* [BEREITGESTELLTER AUSZUG]:
---

Wenngleich sich beide Regierungen auch des Symbolwerts bedienen und demonstrativ Stärke zeigen, um innenpolitisch davon zu profitieren, geht es doch beim Streit um die Inselgruppe diesmal überwiegend um die enorme Beute, die aus der Kontrolle dieses Archipels zu erwachsen verspricht. Einen weiteren Krieg wird es indessen aller Voraussicht nach nicht geben, da Argentiniens Präsidentin Cristina Fernández de Kirchner bewaffnete Reaktionen kategorisch ausgeschlossen hat und den Streit mit diplomatischen Mitteln zu lösen hofft. [2]

Wie sie jedoch betonte, sei das Thema "keine Laune, sondern eine Sache der Selbstverteidigung". Es gehe nicht nur um Souveränitätsrechte, sondern eben auch um Ressourcen. Ihr Land werde unter Berufung auf das internationale Recht darauf bestehen, daß seine Souveränität über die Archipele des Südens bestätigt wird. Zuvor hatte die Präsidentin per Dekret verfügt, daß Schiffe, die durch argentinische Hoheitsgewässer zu den Inseln fahren, eine Sondergenehmigung brauchen. Diese Maßnahme sei Teil der Strategie zur Verteidigung legitimer Rechte, erklärte der stellvertretende Außenminister Victorio Taccetti. Großbritannien versuche, "einseitig und illegal Rohstoffe abzubauen, die der Republik Argentinien gehören". Sein Land werde Mittel finden, diesen Vorgang auf friedlichem Wege zu stoppen.

---

* [BEREITGESTELLTE EINTRÄGE]:
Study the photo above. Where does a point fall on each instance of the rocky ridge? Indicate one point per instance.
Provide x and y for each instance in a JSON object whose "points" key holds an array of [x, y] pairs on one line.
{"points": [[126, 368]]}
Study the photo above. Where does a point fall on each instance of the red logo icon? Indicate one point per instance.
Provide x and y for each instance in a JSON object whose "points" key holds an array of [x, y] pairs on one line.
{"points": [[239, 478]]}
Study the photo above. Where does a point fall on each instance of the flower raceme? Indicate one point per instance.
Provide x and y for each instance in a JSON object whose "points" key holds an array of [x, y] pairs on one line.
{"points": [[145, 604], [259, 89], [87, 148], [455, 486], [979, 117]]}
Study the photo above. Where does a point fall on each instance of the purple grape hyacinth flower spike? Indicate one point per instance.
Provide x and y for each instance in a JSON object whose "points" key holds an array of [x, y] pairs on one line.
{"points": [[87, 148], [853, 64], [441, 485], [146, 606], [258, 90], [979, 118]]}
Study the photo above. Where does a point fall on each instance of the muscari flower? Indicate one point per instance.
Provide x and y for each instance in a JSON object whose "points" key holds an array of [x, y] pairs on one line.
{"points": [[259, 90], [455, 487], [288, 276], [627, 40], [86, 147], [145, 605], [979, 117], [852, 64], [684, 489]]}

---

* [ZIELE]:
1 – Gib aus dem Auszug den Abschnitt wortgetreu wieder, der mit "Wie sie jedoch" beginnt und bis einschließlich "Wege zu stoppen." reicht.
2 – Was brauchen laut dem Auszug Schiffe, die durch argentinische Hoheitsgewässer zu den Inseln fahren?

* [ERGEBNISSE]:
1 –
Wie sie jedoch betonte, sei das Thema "keine Laune, sondern eine Sache der Selbstverteidigung". Es gehe nicht nur um Souveränitätsrechte, sondern eben auch um Ressourcen. Ihr Land werde unter Berufung auf das internationale Recht darauf bestehen, daß seine Souveränität über die Archipele des Südens bestätigt wird. Zuvor hatte die Präsidentin per Dekret verfügt, daß Schiffe, die durch argentinische Hoheitsgewässer zu den Inseln fahren, eine Sondergenehmigung brauchen. Diese Maßnahme sei Teil der Strategie zur Verteidigung legitimer Rechte, erklärte der stellvertretende Außenminister Victorio Taccetti. Großbritannien versuche, "einseitig und illegal Rohstoffe abzubauen, die der Republik Argentinien gehören". Sein Land werde Mittel finden, diesen Vorgang auf friedlichem Wege zu stoppen.

2 – Sie brauchen eine Sondergenehmigung.